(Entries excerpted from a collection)
## start

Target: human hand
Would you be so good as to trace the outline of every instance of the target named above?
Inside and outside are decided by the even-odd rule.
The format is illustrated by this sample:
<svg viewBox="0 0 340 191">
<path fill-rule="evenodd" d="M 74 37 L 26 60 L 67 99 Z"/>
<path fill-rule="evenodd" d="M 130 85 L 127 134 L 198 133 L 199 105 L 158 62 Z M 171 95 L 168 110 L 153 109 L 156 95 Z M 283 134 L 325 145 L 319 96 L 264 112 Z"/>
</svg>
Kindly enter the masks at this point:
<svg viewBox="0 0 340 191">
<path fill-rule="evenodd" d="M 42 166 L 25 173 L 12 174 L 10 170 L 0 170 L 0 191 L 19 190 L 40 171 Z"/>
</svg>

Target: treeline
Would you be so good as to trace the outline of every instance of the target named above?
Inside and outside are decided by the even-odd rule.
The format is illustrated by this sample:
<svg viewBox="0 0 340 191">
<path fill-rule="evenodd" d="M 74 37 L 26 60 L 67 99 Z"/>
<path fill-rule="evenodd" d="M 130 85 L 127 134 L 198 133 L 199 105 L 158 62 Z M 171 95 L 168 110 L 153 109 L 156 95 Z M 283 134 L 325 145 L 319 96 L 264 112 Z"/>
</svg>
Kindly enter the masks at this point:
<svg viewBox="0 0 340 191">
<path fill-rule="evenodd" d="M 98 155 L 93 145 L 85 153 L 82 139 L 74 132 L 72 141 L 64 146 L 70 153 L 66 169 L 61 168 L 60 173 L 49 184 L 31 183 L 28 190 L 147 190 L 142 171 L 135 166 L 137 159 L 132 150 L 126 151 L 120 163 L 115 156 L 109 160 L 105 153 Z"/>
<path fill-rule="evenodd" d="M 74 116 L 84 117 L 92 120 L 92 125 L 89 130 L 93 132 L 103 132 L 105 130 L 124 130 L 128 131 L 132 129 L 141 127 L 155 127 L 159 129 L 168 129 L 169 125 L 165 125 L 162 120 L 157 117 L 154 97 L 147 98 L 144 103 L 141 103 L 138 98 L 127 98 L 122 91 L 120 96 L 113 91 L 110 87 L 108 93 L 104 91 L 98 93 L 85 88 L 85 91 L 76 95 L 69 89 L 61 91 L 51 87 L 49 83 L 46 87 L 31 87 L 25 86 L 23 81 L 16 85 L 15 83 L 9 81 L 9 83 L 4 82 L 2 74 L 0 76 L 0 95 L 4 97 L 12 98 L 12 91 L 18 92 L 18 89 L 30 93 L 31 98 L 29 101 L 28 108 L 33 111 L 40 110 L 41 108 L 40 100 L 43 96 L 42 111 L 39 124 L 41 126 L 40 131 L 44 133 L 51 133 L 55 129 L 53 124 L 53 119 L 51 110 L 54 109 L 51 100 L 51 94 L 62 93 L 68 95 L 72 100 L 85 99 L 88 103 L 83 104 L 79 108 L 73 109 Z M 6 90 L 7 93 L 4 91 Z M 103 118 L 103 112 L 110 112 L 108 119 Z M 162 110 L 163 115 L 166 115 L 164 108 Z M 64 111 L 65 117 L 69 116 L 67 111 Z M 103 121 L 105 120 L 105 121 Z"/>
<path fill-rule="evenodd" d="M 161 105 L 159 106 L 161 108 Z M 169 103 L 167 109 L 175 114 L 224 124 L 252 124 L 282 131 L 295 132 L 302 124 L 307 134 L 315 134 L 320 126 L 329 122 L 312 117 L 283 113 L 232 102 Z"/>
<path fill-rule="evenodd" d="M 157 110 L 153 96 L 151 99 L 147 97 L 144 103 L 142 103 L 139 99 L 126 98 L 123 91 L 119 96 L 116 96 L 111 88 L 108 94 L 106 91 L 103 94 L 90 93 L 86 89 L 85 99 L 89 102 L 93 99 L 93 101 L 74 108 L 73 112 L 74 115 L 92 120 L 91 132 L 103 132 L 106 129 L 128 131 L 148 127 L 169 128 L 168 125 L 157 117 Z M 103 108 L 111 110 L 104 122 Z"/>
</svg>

## end

▶ _Objective_
Please render every line of the entries above as a JSON list of strings, one string per line, leaving out the blank lines.

▶ _Final result_
[
  "Target: human hand",
  "Would you be so good as to trace the outline of every instance of the target named above?",
  "Inside and outside are decided by the even-odd rule.",
  "The format is illustrated by this sample:",
  "<svg viewBox=\"0 0 340 191\">",
  "<path fill-rule=\"evenodd\" d=\"M 74 37 L 26 60 L 67 99 Z\"/>",
  "<path fill-rule=\"evenodd\" d=\"M 130 85 L 127 134 L 198 133 L 199 105 L 158 62 Z M 171 95 L 168 110 L 153 109 L 156 95 Z M 283 134 L 325 145 L 319 96 L 264 112 Z\"/>",
  "</svg>",
  "Kindly enter the masks at this point:",
  "<svg viewBox=\"0 0 340 191\">",
  "<path fill-rule=\"evenodd\" d=\"M 42 166 L 25 173 L 12 174 L 10 170 L 0 170 L 0 191 L 19 190 L 40 171 Z\"/>",
  "</svg>",
  "Target: treeline",
  "Would you be so good as to trace the outline of every instance of the target named above?",
  "Inside and outside are decided by the even-odd rule.",
  "The format is illustrated by this sample:",
  "<svg viewBox=\"0 0 340 191\">",
  "<path fill-rule=\"evenodd\" d=\"M 74 37 L 26 60 L 67 99 Z\"/>",
  "<path fill-rule=\"evenodd\" d=\"M 130 85 L 127 134 L 198 133 L 199 105 L 158 62 Z M 171 95 L 168 110 L 153 109 L 156 95 Z M 283 134 L 325 145 L 319 96 L 264 112 Z\"/>",
  "</svg>",
  "Kindly enter the masks at this point:",
  "<svg viewBox=\"0 0 340 191\">",
  "<path fill-rule=\"evenodd\" d=\"M 98 155 L 93 145 L 85 153 L 82 139 L 74 132 L 72 141 L 64 146 L 70 153 L 66 169 L 61 168 L 60 173 L 49 184 L 31 183 L 28 190 L 147 190 L 142 171 L 135 166 L 137 159 L 132 150 L 126 151 L 120 163 L 115 156 L 109 160 L 105 153 Z\"/>",
  "<path fill-rule=\"evenodd\" d=\"M 74 116 L 84 117 L 92 120 L 92 125 L 89 130 L 93 132 L 103 132 L 105 130 L 124 130 L 128 131 L 132 129 L 141 127 L 155 127 L 159 129 L 168 129 L 169 125 L 165 125 L 162 120 L 157 117 L 154 97 L 147 98 L 144 103 L 141 103 L 138 98 L 127 98 L 122 91 L 120 96 L 113 91 L 110 87 L 108 93 L 104 91 L 98 93 L 85 88 L 85 91 L 76 95 L 69 89 L 61 91 L 51 87 L 49 83 L 46 87 L 31 87 L 25 86 L 23 81 L 16 85 L 15 83 L 9 81 L 9 83 L 4 82 L 2 74 L 0 76 L 0 95 L 4 97 L 12 98 L 12 91 L 18 92 L 18 89 L 30 93 L 31 98 L 29 101 L 28 108 L 33 111 L 40 110 L 41 108 L 40 100 L 43 96 L 42 111 L 39 124 L 41 126 L 40 131 L 44 133 L 51 133 L 55 129 L 53 124 L 53 119 L 51 110 L 54 109 L 51 100 L 51 94 L 62 93 L 68 95 L 72 100 L 85 99 L 88 103 L 83 104 L 79 108 L 73 109 Z M 6 90 L 7 93 L 4 91 Z M 103 118 L 103 112 L 110 112 L 108 119 Z M 162 110 L 163 115 L 166 115 L 164 108 Z M 64 111 L 65 117 L 69 116 L 67 111 Z M 103 121 L 105 120 L 105 121 Z\"/>",
  "<path fill-rule=\"evenodd\" d=\"M 161 105 L 159 106 L 161 108 Z M 169 103 L 167 109 L 175 114 L 224 124 L 252 124 L 282 131 L 295 132 L 302 124 L 307 134 L 315 134 L 320 126 L 329 122 L 312 117 L 283 113 L 232 102 Z\"/>",
  "<path fill-rule=\"evenodd\" d=\"M 157 110 L 153 96 L 151 99 L 147 97 L 144 103 L 142 103 L 139 99 L 126 98 L 123 91 L 119 96 L 116 96 L 111 88 L 108 94 L 106 91 L 103 94 L 90 93 L 86 89 L 85 99 L 89 102 L 93 99 L 93 101 L 74 108 L 73 112 L 74 115 L 92 120 L 91 132 L 103 132 L 106 129 L 128 131 L 148 127 L 169 128 L 168 125 L 157 117 Z M 103 108 L 111 110 L 104 122 Z\"/>",
  "</svg>"
]